====== DATA SUPPLIED ======

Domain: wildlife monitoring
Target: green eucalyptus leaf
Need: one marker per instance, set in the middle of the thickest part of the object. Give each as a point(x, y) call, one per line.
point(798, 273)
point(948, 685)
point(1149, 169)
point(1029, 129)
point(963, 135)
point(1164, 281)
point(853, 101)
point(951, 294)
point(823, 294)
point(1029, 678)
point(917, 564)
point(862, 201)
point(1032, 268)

======
====== DATA SUPPLIED ======

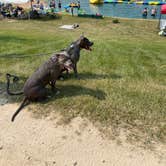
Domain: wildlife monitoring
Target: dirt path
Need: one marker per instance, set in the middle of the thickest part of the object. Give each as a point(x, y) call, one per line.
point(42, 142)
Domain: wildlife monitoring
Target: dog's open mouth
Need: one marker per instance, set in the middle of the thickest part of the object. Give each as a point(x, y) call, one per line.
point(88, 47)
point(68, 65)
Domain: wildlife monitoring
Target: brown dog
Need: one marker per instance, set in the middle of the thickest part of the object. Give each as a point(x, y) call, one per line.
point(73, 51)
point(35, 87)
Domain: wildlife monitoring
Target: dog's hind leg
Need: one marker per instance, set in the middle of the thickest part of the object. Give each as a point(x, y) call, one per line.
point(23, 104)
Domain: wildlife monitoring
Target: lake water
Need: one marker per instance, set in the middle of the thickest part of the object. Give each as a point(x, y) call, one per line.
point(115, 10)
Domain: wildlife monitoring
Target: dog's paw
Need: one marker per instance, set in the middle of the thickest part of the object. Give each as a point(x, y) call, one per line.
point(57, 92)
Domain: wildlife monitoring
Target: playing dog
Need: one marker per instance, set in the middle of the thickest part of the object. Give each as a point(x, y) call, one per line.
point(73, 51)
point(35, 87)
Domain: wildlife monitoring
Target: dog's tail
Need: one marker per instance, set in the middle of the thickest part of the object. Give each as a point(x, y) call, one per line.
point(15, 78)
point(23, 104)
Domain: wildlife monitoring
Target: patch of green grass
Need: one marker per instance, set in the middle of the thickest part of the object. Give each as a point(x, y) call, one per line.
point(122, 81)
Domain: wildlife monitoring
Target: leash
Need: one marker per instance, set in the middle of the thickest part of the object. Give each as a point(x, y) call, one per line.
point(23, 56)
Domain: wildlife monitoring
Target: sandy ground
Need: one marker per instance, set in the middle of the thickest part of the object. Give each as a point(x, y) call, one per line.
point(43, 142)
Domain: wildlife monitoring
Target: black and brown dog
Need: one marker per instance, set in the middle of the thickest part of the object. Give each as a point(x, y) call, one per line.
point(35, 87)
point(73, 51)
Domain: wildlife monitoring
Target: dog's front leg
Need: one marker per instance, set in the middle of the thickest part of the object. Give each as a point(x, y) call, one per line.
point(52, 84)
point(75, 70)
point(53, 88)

======

◆ YOUR GOAL
Locate each line in the records that contains the word "green" and copy it out in full.

◆ RESPONSE TO THE EXERCISE
Target: green eucalyptus leaf
Target: patch of green grass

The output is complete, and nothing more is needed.